• **QUESTIONS ON THE MATERIAL**
a. Reproduce the Heptasteornis passage from "The material was discovered" to "throughout the centuries.".
b. For each statement below, say whether it agrees with the Heptasteornis passage, answering yes or no and quoting the words of the passage that decide it. (i) The original material consisted of two distal tibiotarsi. (ii) The alvarezsaurid theory was first proposed by Naish and Dyke in 2004. (iii) Franz Nopcsa discovered the material in Hungary.

The material was discovered in Romania by Franz Nopcsa, in the late Maastrichtian Sânpetru Formation (Rognacian faunal stage, deposited approximately 68 - 66 million years ago) of the Haţeg Basin in Transylvania. The scientific name as a whole means "C.W. Andrews' Transylvanian bird", after the namer of Elopteryx, and Ancient Greek hepta (ἑπτά) "seven" + asty (άστυ) "city" + ornis (όρνις) "bird"; the Latin septum urbium or the German Siebenbürgen - meaning "seven cities" or "seven castles" - were common names for the Transylvanian region throughout the centuries.

The material was originally limited to a mere two broken distal tibiotarsi, BMNH A4359 and A1528. The taxonomic status and systematic placement of these bones were much disputed and they were often considered junior synonyms of Bradycneme or Elopteryx. Given the fragmentary nature of the fossils, little could be resolved and Heptasteornis was (and still is) considered a nomen dubium by many.

While Naish and Dyke in 2004 also classified Heptasteornis as a nomen dubium, they reassessed it as an indeterminate alvarezsaurid, the first to be known from Europe, and this theory, originally proposed in 1988, has since withstood further scrutiny. Bradycneme and Elopteryx on the other hand seem to be more advanced maniraptoran theropods.

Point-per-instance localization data
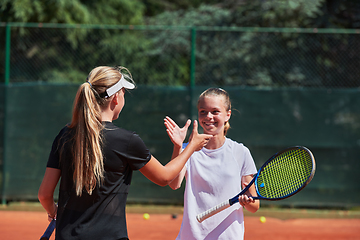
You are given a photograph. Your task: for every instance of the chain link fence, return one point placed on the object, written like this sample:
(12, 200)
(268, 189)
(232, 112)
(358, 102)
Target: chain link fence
(180, 56)
(288, 87)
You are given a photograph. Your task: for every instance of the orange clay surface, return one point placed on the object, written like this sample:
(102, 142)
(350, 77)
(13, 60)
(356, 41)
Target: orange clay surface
(22, 225)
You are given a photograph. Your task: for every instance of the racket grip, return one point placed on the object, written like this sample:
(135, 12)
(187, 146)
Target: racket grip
(212, 211)
(49, 230)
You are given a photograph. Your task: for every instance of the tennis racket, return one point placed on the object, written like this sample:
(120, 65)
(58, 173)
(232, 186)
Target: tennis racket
(283, 175)
(49, 230)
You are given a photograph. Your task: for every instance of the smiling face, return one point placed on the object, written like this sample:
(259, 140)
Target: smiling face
(213, 114)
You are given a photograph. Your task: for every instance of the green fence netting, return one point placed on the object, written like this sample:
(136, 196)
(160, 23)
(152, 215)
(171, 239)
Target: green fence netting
(288, 87)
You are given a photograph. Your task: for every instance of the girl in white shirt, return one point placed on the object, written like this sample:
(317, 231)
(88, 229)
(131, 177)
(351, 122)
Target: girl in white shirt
(214, 173)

• **SOLUTIONS BY TASK**
a.
The material was discovered in Romania by Franz Nopcsa, in the late Maastrichtian Sânpetru Formation (Rognacian faunal stage, deposited approximately 68 - 66 million years ago) of the Haţeg Basin in Transylvania. The scientific name as a whole means "C.W. Andrews' Transylvanian bird", after the namer of Elopteryx, and Ancient Greek hepta (ἑπτά) "seven" + asty (άστυ) "city" + ornis (όρνις) "bird"; the Latin septum urbium or the German Siebenbürgen - meaning "seven cities" or "seven castles" - were common names for the Transylvanian region throughout the centuries.

b.
(i) Yes: "The material was originally limited to a mere two broken distal tibiotarsi, BMNH A4359 and A1528."
(ii) No: "this theory, originally proposed in 1988, has since withstood further scrutiny."
(iii) No: "The material was discovered in Romania by Franz Nopcsa"